Set problem = From the listing below, pull out every line that contains the word "petal", matching its case exactly.
********************
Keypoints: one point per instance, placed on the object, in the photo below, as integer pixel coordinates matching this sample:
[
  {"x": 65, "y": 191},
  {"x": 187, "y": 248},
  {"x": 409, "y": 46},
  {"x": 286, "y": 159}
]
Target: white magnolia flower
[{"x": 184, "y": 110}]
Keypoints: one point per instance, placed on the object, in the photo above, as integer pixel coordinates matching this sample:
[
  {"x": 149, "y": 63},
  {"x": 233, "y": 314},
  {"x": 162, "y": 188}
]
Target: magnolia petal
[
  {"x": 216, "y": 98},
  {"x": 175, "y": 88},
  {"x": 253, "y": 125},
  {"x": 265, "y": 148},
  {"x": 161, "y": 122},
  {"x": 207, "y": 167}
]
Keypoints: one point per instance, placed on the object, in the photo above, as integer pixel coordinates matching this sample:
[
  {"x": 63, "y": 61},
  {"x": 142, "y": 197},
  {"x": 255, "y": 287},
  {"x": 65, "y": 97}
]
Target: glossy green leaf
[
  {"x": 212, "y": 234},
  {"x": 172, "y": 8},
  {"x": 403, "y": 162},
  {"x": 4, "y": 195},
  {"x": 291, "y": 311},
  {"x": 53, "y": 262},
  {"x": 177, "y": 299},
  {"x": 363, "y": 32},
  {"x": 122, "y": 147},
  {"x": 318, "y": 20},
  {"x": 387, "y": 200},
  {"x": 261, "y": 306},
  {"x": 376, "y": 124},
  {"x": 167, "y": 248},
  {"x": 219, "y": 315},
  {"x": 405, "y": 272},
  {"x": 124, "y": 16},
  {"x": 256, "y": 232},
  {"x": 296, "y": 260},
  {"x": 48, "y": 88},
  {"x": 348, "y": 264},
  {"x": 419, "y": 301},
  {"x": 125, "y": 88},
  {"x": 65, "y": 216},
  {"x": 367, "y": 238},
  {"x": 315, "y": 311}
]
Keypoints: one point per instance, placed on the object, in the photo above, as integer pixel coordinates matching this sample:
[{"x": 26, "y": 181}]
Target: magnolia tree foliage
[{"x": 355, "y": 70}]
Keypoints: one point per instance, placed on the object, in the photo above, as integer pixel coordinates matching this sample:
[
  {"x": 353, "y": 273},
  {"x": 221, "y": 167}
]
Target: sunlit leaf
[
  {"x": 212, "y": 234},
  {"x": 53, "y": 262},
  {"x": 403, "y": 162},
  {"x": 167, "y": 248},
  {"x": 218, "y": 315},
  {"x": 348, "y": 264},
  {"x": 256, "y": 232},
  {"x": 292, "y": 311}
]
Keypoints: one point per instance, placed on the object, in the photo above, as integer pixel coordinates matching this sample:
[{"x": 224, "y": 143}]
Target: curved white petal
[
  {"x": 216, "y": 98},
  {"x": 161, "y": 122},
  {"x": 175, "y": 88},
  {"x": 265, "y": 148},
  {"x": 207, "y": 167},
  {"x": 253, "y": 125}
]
********************
Task solution =
Target: magnolia petal
Target: curved white petal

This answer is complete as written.